Saved data entries ::

-- Opening Marker --

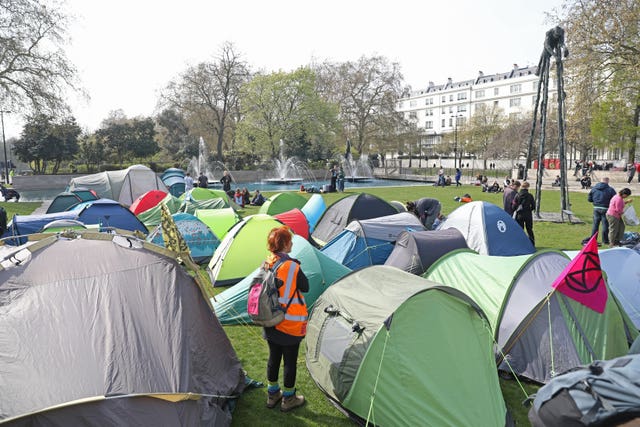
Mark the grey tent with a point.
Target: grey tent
(415, 251)
(109, 332)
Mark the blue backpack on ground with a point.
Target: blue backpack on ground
(604, 393)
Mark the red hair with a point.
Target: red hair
(279, 238)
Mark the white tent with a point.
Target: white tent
(124, 185)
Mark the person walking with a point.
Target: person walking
(523, 206)
(426, 209)
(614, 216)
(188, 182)
(601, 195)
(284, 338)
(510, 193)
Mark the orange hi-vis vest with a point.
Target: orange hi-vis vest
(295, 319)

-- Closing Marker --

Exercise aim :: Please copy the data shown above precisely, leaving the images out.

Answer space ::
Mark the grey tent with a point.
Target: grey tent
(415, 251)
(109, 332)
Mark the blue backpack on ground with a point.
Target: blue backpack on ground
(604, 393)
Mark the red hair with a point.
Target: red hair
(279, 238)
Mark the white tent with a point.
Target: white tent
(124, 185)
Mark the person walking with a point.
Target: person walking
(523, 206)
(426, 209)
(614, 216)
(188, 182)
(601, 195)
(284, 338)
(510, 193)
Mark the orange hi-vis vest with a point.
Target: orange hi-vis vest
(295, 319)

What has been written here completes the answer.